# [Texte]
════════════════

Du glorieux défilé de la liberté nous n'avons pu voir que quelques grappes de manifestants qui se dispersaient gentiment, pas mal de connaissances de Toleen. Toleen qui arrive toujours systematiquement deux heures en retard à tous ses rencards, même avec l'Histoire remarquent perfidement ses amis... Nous nous rattraperons plus tard en allant à l'ambassade tunisienne, où un minuscule rassemblement a été filmé par Al-jazeera et où ma photo a été prise et parait-il publiée dans le journal local.


Le jour de la revolution qu'on a raté à cause d'une panne de réveil de Toleen, moi j'étais branché sur autre chose de toute façon, disons que je rêvais éveillé. Je buvais les sons des boutiques de téléphones, je m'émerveillais sur les vendeurs de tuyaux, de sandales, de tissus, de yahourts et flans technicolors, d'articles de chasse, tous dans leur petites échoppes poussiéreuses les unes à côté des autres, je goûtais aux enseignes à la peinture écaillée qui recouvrent le béton fatigué de petits bâtiments aussi fonctionnels que moches, je goûtais aux klaxons, à la circulation dense, aux gars qui crachent leur café au sol, aux femmes voilées en talon qui traversent la rue indifferentes à l'érotisme rugissant des moteurs, aux foisonnements de câbles électriques qui ont dépassé la date de peremption depuis de nombreuses nombreuses années, aux agglomérés de tôle et de parpaing qui surgissent ici et là sur des terrasses... je me sentais chez moi dans l' ailleurs, je disais un bonjour surpris au sourire sincère à cette partie de mon âme que j'avais un peu oublié.

════════════════

Données enregistrées:
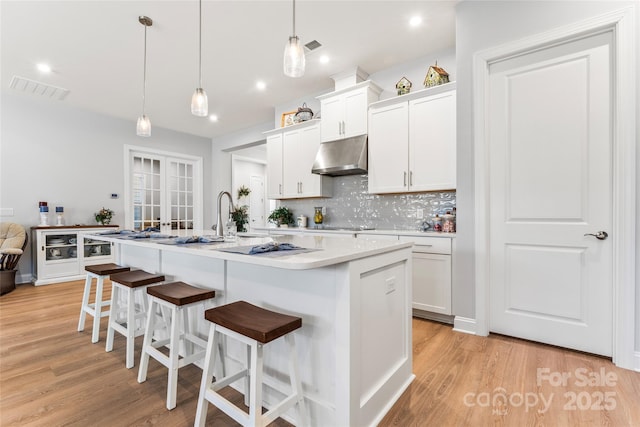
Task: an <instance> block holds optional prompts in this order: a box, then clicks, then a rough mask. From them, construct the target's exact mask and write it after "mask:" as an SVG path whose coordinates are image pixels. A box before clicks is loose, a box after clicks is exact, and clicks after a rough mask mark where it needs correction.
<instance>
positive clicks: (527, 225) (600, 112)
mask: <svg viewBox="0 0 640 427" xmlns="http://www.w3.org/2000/svg"><path fill="white" fill-rule="evenodd" d="M611 43H612V39H611V33H610V32H608V33H604V34H600V35H596V36H590V37H587V38H583V39H580V40H574V41H570V42H565V43H561V44H557V45H555V46H553V47H550V48H547V49H543V50H536V51H534V52H531V53H528V54H524V55H520V56H516V57H513V58H510V59H507V60H504V61H500V62H497V63H494V64H492V65H491V66H490V70H489V85H490V89H489V106H488V112H489V115H488V120H489V121H488V129H489V137H488V143H489V164H490V166H489V185H490V191H489V193H490V223H489V224H490V232H489V233H490V234H489V241H490V246H489V251H490V254H489V263H490V266H489V267H490V276H489V286H490V318H489V327H490V330H491V331H492V332H497V333H503V334H506V335H512V336H517V337H521V338H526V339H530V340H535V341H540V342H544V343H549V344H553V345H559V346H563V347H568V348H573V349H577V350H582V351H587V352H591V353H596V354H602V355H611V353H612V283H613V282H612V239H615V236H611V235H609V237H608V239H604V240H599V239H597V238H596V237H594V236H590V235H587V234H589V233H591V234H596V233H597V232H598V231H604V232H608V233H610V232H611V224H612V215H611V211H612V207H611V206H612V190H611V188H612V180H611V176H612V169H611V165H612V154H611V153H612V127H611V120H612V95H611V87H612V84H611V83H612V82H611V79H612V77H611V76H612V75H611V61H612V58H611Z"/></svg>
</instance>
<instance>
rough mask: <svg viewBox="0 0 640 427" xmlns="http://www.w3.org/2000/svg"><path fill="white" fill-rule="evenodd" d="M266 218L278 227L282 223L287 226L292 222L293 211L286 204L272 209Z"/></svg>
mask: <svg viewBox="0 0 640 427" xmlns="http://www.w3.org/2000/svg"><path fill="white" fill-rule="evenodd" d="M267 219H268V220H269V222H271V223H273V224H277V225H278V227H280V226H283V225H285V226H289V225H290V224H293V222H294V220H293V212H291V210H289V208H288V207H286V206H280V207H279V208H276V209H274V210H273V212H271V214H270V215H269V217H268V218H267Z"/></svg>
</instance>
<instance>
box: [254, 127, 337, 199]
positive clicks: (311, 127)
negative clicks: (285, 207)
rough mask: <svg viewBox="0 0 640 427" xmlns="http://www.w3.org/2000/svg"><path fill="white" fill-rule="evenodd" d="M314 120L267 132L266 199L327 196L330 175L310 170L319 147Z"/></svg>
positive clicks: (318, 135)
mask: <svg viewBox="0 0 640 427" xmlns="http://www.w3.org/2000/svg"><path fill="white" fill-rule="evenodd" d="M318 122H319V121H318V120H309V121H306V122H303V123H300V124H297V125H293V126H289V127H287V128H283V129H277V130H275V131H269V132H267V134H268V136H267V171H268V172H267V173H268V175H267V180H268V184H267V188H268V194H269V198H272V199H299V198H308V197H331V193H332V190H333V189H332V185H331V177H328V176H325V175H316V174H312V173H311V167H312V166H313V162H314V160H315V157H316V154H317V152H318V148H319V147H320V125H319V123H318Z"/></svg>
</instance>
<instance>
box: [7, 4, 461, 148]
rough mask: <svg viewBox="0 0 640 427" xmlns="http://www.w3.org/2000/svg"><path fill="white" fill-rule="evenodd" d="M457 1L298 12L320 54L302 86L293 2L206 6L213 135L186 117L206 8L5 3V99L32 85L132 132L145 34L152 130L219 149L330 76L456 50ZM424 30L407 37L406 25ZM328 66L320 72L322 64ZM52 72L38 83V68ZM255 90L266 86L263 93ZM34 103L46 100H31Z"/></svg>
mask: <svg viewBox="0 0 640 427" xmlns="http://www.w3.org/2000/svg"><path fill="white" fill-rule="evenodd" d="M455 4H456V2H455V1H446V0H445V1H407V2H405V1H375V0H374V1H364V0H360V1H342V0H340V1H338V0H298V1H297V2H296V15H297V18H296V32H297V33H298V35H299V36H300V37H301V38H302V40H303V43H307V42H309V41H311V40H314V39H315V40H318V41H319V42H320V43H321V44H322V45H323V46H322V47H321V48H320V49H318V50H316V51H314V52H312V53H311V54H309V55H307V68H306V73H305V76H304V77H302V78H298V79H293V78H289V77H285V76H284V75H283V72H282V56H283V51H284V45H285V42H286V41H287V38H288V36H289V35H290V33H291V31H292V2H291V1H289V0H286V1H285V0H280V1H266V0H263V1H244V0H234V1H222V0H203V5H202V9H203V12H202V13H203V29H202V32H203V34H202V37H203V41H202V45H203V52H202V68H203V87H204V89H205V90H206V91H207V94H208V96H209V111H210V113H216V114H217V115H218V116H219V122H218V123H213V122H211V121H209V120H208V119H205V118H198V117H194V116H192V115H191V113H190V107H189V104H190V100H191V94H192V93H193V91H194V89H195V88H196V87H197V85H198V84H197V83H198V2H197V1H194V0H177V1H164V0H155V1H150V0H146V1H122V0H120V1H118V0H101V1H98V0H83V1H57V0H47V1H31V0H17V1H7V0H2V2H1V3H0V14H1V16H0V29H1V30H0V31H1V33H0V34H1V74H0V80H1V89H2V92H3V93H4V92H5V91H10V92H12V93H13V92H17V91H16V90H15V89H10V88H9V83H10V81H11V78H12V77H13V76H14V75H16V76H21V77H25V78H28V79H32V80H36V81H38V82H42V83H46V84H49V85H53V86H58V87H62V88H66V89H69V90H70V92H69V94H68V96H67V97H66V98H65V99H64V100H63V101H53V100H50V99H47V100H46V101H43V102H60V103H64V105H69V106H73V107H77V108H82V109H87V110H91V111H95V112H98V113H102V114H106V115H109V116H115V117H120V118H124V119H127V120H131V123H132V132H134V131H135V130H134V129H135V121H136V118H137V116H138V115H140V113H141V109H142V70H143V46H144V26H143V25H141V24H140V23H139V22H138V16H139V15H146V16H149V17H150V18H151V19H153V26H152V27H149V28H148V30H147V96H146V103H147V104H146V105H147V107H146V112H147V115H148V116H149V117H150V118H151V122H152V126H154V127H156V126H158V127H164V128H168V129H173V130H176V131H180V132H185V133H189V134H194V135H200V136H203V137H210V138H215V137H217V136H220V135H224V134H228V133H231V132H234V131H237V130H240V129H244V128H248V127H251V126H253V125H256V124H261V123H266V122H269V121H272V120H273V119H274V111H275V110H274V106H277V105H282V104H285V103H287V102H290V101H292V100H295V99H299V98H301V97H303V96H305V95H309V94H315V93H319V92H324V91H329V90H331V89H332V88H333V84H334V82H333V80H331V78H330V76H331V75H333V74H336V73H340V72H342V71H344V70H348V69H350V68H353V67H355V66H359V67H360V68H362V69H363V70H365V71H366V72H368V73H369V74H373V73H375V72H377V71H380V70H383V69H385V68H389V67H391V66H393V65H395V64H399V63H402V62H406V61H410V60H413V59H416V58H419V57H421V56H424V55H426V54H428V53H430V52H436V51H439V50H443V49H448V48H453V47H454V45H455V12H454V7H455ZM413 15H420V16H422V18H423V23H422V25H421V26H419V27H417V28H411V27H409V25H408V20H409V18H410V17H411V16H413ZM322 54H325V55H327V56H329V57H330V62H329V63H328V64H320V63H319V61H318V59H319V57H320V55H322ZM40 62H46V63H48V64H50V65H51V67H52V69H53V71H52V72H51V73H50V74H48V75H45V74H42V73H40V72H39V71H37V70H36V64H37V63H40ZM257 80H263V81H264V82H265V83H266V84H267V89H266V90H265V91H262V92H260V91H258V90H257V89H256V88H255V83H256V81H257ZM20 96H30V97H34V98H42V96H36V95H32V94H24V93H22V92H21V95H20Z"/></svg>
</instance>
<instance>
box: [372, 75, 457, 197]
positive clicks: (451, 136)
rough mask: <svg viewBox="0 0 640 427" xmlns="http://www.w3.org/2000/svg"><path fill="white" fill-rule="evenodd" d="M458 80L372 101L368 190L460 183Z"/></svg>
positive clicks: (404, 187) (393, 192)
mask: <svg viewBox="0 0 640 427" xmlns="http://www.w3.org/2000/svg"><path fill="white" fill-rule="evenodd" d="M455 117H456V90H455V83H449V84H445V85H441V86H436V87H434V88H429V89H424V90H421V91H418V92H415V93H410V94H407V95H402V96H399V97H397V98H393V99H389V100H384V101H380V102H376V103H373V104H372V105H370V106H369V140H368V142H369V192H370V193H377V194H381V193H404V192H417V191H438V190H452V189H455V188H456V120H455Z"/></svg>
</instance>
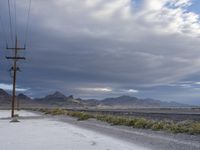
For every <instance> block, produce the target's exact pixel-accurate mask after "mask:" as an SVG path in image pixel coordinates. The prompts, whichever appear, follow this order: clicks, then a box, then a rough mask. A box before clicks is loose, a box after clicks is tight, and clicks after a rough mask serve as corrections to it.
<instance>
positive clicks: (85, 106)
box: [0, 89, 188, 108]
mask: <svg viewBox="0 0 200 150" xmlns="http://www.w3.org/2000/svg"><path fill="white" fill-rule="evenodd" d="M11 98H12V97H11V95H9V94H8V93H7V92H6V91H4V90H2V89H0V107H3V106H6V107H10V105H11ZM17 99H18V100H20V106H21V107H68V108H74V107H79V108H80V107H81V108H86V107H98V108H105V107H106V108H136V107H137V108H138V107H186V106H188V105H185V104H180V103H176V102H163V101H159V100H154V99H150V98H148V99H139V98H137V97H131V96H126V95H124V96H120V97H116V98H106V99H104V100H95V99H90V100H82V99H80V98H78V99H75V98H74V97H73V96H72V95H71V96H65V95H64V94H63V93H61V92H58V91H57V92H55V93H53V94H49V95H47V96H45V97H43V98H36V99H31V98H30V97H28V96H26V95H24V94H22V93H21V94H19V95H18V96H17Z"/></svg>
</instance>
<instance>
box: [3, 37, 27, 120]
mask: <svg viewBox="0 0 200 150" xmlns="http://www.w3.org/2000/svg"><path fill="white" fill-rule="evenodd" d="M6 49H8V50H14V56H12V57H6V59H12V60H13V66H12V67H11V71H13V91H12V106H11V117H12V118H13V117H14V115H15V101H16V76H17V71H19V70H20V69H19V67H17V61H18V60H20V59H23V60H25V59H26V58H25V57H19V56H18V53H17V52H18V50H25V49H26V48H25V46H24V48H19V47H18V40H17V37H16V39H15V47H14V48H8V46H7V48H6ZM17 107H18V108H19V102H18V106H17Z"/></svg>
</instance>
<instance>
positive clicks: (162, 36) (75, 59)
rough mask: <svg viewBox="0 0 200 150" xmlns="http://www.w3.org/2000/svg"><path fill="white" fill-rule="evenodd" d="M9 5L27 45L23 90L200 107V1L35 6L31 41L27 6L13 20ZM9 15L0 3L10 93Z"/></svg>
mask: <svg viewBox="0 0 200 150" xmlns="http://www.w3.org/2000/svg"><path fill="white" fill-rule="evenodd" d="M10 3H11V18H12V30H13V33H15V31H16V33H17V35H18V40H19V45H20V46H21V47H23V45H24V44H25V43H26V47H27V50H26V51H20V52H19V54H20V55H21V56H25V57H26V58H27V59H26V60H25V61H19V62H18V65H19V67H20V68H21V70H22V72H19V73H18V74H17V90H18V92H24V93H25V94H27V95H29V96H31V97H42V96H44V95H46V94H49V93H52V92H54V91H61V92H63V93H64V94H66V95H74V97H77V98H78V97H81V98H84V99H87V98H96V99H103V98H105V97H117V96H121V95H130V96H136V97H140V98H154V99H159V100H163V101H176V102H181V103H187V104H194V105H196V104H197V105H200V44H199V43H200V18H199V17H200V2H199V1H198V0H109V1H108V0H48V1H46V0H32V3H31V13H30V21H29V28H28V32H27V33H28V34H27V37H28V38H26V25H27V16H28V15H27V14H28V6H29V0H20V1H17V2H16V15H15V7H14V6H15V4H14V1H13V0H10ZM8 10H9V9H8V3H7V1H0V21H1V25H0V29H1V30H0V31H1V32H0V68H1V69H0V72H1V73H0V88H4V89H6V90H8V91H11V88H12V86H11V84H12V78H11V76H10V73H9V71H8V70H9V68H10V67H11V65H12V62H11V61H8V60H6V59H5V56H8V55H9V56H10V55H12V52H11V51H8V50H5V47H6V43H8V45H9V46H10V47H12V46H14V42H12V38H11V34H10V26H9V11H8ZM15 16H16V17H15ZM15 18H16V19H15ZM15 20H16V21H15ZM12 37H14V34H13V36H12ZM26 39H27V42H25V41H26ZM6 41H7V42H6Z"/></svg>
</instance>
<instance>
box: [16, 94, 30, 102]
mask: <svg viewBox="0 0 200 150" xmlns="http://www.w3.org/2000/svg"><path fill="white" fill-rule="evenodd" d="M17 98H18V99H21V100H32V99H31V98H30V97H28V96H26V95H24V94H23V93H20V94H18V96H17Z"/></svg>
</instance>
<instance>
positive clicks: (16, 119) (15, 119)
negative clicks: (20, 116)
mask: <svg viewBox="0 0 200 150" xmlns="http://www.w3.org/2000/svg"><path fill="white" fill-rule="evenodd" d="M18 122H20V121H19V120H18V119H17V117H13V118H12V120H11V121H10V123H18Z"/></svg>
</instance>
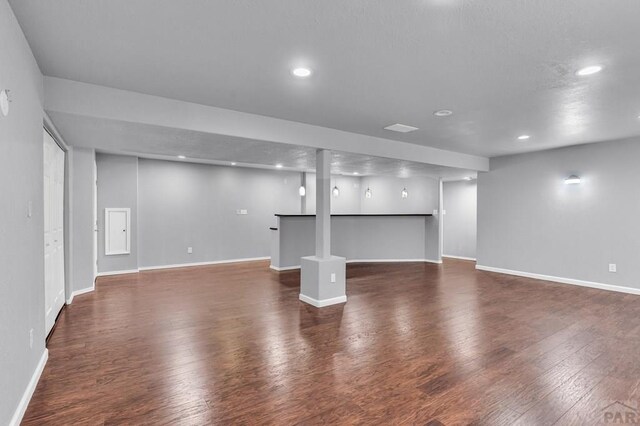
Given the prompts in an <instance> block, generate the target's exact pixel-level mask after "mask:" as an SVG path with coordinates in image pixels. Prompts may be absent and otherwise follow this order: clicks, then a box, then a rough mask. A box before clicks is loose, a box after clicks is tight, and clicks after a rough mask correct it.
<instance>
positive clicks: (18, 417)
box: [9, 348, 49, 426]
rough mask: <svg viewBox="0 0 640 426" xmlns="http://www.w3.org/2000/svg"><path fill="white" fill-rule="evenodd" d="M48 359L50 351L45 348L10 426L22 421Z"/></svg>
mask: <svg viewBox="0 0 640 426" xmlns="http://www.w3.org/2000/svg"><path fill="white" fill-rule="evenodd" d="M47 359H49V351H48V350H47V349H46V348H45V350H44V352H43V353H42V356H41V357H40V361H38V365H37V366H36V369H35V371H34V372H33V375H32V376H31V380H29V384H28V385H27V388H26V389H25V391H24V393H23V394H22V398H20V402H19V403H18V406H17V407H16V411H14V413H13V417H11V420H10V421H9V426H18V425H19V424H20V422H22V418H23V417H24V413H26V412H27V407H28V406H29V402H30V401H31V397H32V396H33V392H35V390H36V386H38V381H39V380H40V376H41V375H42V372H43V371H44V366H45V365H46V364H47Z"/></svg>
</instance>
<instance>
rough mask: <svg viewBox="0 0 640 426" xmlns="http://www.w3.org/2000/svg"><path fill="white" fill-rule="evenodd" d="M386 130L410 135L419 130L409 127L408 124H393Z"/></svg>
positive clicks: (392, 131) (411, 127) (413, 127)
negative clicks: (407, 125)
mask: <svg viewBox="0 0 640 426" xmlns="http://www.w3.org/2000/svg"><path fill="white" fill-rule="evenodd" d="M384 129H385V130H391V131H392V132H399V133H409V132H413V131H416V130H418V128H417V127H413V126H407V125H406V124H392V125H391V126H387V127H385V128H384Z"/></svg>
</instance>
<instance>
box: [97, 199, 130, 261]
mask: <svg viewBox="0 0 640 426" xmlns="http://www.w3.org/2000/svg"><path fill="white" fill-rule="evenodd" d="M111 213H124V214H126V218H127V231H126V232H127V247H126V248H125V249H124V250H120V251H113V250H111V249H110V247H109V235H111V231H110V227H111V225H110V222H109V215H110V214H111ZM121 254H131V209H130V208H129V207H119V208H113V207H107V208H106V209H104V255H105V256H117V255H121Z"/></svg>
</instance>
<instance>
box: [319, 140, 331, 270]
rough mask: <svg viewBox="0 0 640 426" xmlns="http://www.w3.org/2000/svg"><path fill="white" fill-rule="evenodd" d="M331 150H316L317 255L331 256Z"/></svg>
mask: <svg viewBox="0 0 640 426" xmlns="http://www.w3.org/2000/svg"><path fill="white" fill-rule="evenodd" d="M330 169H331V151H329V150H326V149H319V150H317V151H316V257H317V258H319V259H328V258H329V257H331V170H330Z"/></svg>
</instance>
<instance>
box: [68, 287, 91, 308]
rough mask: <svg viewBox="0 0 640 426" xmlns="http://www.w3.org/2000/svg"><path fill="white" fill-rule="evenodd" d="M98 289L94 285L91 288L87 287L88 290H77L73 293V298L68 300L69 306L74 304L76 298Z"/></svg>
mask: <svg viewBox="0 0 640 426" xmlns="http://www.w3.org/2000/svg"><path fill="white" fill-rule="evenodd" d="M95 289H96V285H95V284H94V285H93V286H91V287H87V288H83V289H81V290H76V291H74V292H73V293H71V297H70V298H69V299H67V305H70V304H72V303H73V298H74V297H76V296H80V295H81V294H85V293H91V292H92V291H95Z"/></svg>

════════════════

# [Consigne]
D'après le texte, qu'est-ce qui a fait rater le jour de la révolution ? Ces données proviennent d'une autre source.

# [Votre réponse]
Une panne de réveil de Toleen.